The problem
Write out all of the rows below word for word, leaving out the pictures.

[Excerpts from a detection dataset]

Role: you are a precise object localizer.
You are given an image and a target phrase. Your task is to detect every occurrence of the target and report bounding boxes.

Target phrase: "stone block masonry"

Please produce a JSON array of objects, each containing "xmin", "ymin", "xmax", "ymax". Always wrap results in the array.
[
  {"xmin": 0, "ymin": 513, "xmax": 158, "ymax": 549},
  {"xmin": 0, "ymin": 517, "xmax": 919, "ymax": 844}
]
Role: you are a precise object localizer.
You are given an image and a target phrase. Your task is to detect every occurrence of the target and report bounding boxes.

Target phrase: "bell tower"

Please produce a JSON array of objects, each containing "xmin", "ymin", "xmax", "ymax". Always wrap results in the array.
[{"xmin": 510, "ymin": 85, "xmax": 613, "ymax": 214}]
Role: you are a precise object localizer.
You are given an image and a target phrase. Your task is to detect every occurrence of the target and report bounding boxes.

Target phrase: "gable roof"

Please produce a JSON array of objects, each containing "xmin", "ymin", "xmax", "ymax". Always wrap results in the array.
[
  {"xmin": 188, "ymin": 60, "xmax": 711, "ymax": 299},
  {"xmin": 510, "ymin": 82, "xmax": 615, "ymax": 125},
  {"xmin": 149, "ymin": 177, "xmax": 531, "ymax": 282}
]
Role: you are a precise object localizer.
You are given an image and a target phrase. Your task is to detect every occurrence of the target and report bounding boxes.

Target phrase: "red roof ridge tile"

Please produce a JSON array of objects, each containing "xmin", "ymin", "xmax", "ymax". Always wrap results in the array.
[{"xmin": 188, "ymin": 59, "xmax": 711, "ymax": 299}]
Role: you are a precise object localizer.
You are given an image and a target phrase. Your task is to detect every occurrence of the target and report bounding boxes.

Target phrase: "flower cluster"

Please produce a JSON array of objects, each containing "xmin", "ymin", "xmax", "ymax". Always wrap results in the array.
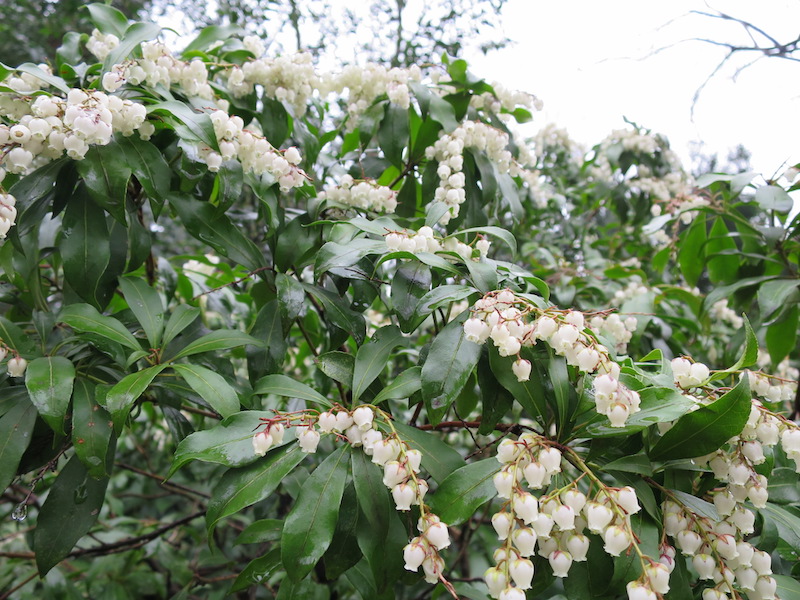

Correct result
Role: you are a precise object localizer.
You are given an image and a target phrase. Your task is to detect every occurrence of the target and report bounding boxes.

Target phrase: "stone block masonry"

Please produce a JSON array of objects, each containing "xmin", "ymin", "xmax", "ymax". Always wrap results in the array.
[
  {"xmin": 0, "ymin": 513, "xmax": 158, "ymax": 549},
  {"xmin": 0, "ymin": 517, "xmax": 919, "ymax": 844}
]
Role: you are a precise object localizer.
You are given an image and a target phrase. Your task is to detect every occurrence of the target and report bounding boxes.

Target phrase: "bell tower"

Please produce a JSON array of objects, each containing "xmin", "ymin", "xmax", "ymax". Always wrap results in the array.
[{"xmin": 510, "ymin": 85, "xmax": 613, "ymax": 214}]
Role: you are a precise object localizer.
You are given an image and a target phrase. Your task is to detect every occurrence of the target and report bounding boxes.

Target phrase: "gable roof"

Please produce a JSON array of objects, each containing "xmin", "ymin", "xmax", "ymax". Always wrap results in the array.
[
  {"xmin": 188, "ymin": 60, "xmax": 711, "ymax": 299},
  {"xmin": 510, "ymin": 82, "xmax": 615, "ymax": 125},
  {"xmin": 149, "ymin": 177, "xmax": 531, "ymax": 282}
]
Role: you are a precise object localizer.
You are given an image and a target phrase. Your task is to detect every occurrence of the target and report bounding boxes.

Target phrase: "red roof ridge tile"

Please produce a JSON array of objects, each containing "xmin", "ymin", "xmax", "ymax". Always wrap results in the array.
[{"xmin": 188, "ymin": 59, "xmax": 711, "ymax": 299}]
Role: you are a precise object localizer.
You are given an image and a target phrase. Your task is to detect every occurrence of the target and report bounding boxes.

Target phrase: "flower cluster"

Please produce a JSON array of objects, each containing "xmin", "ymin", "xmax", "ymax". Always wrap results in the array.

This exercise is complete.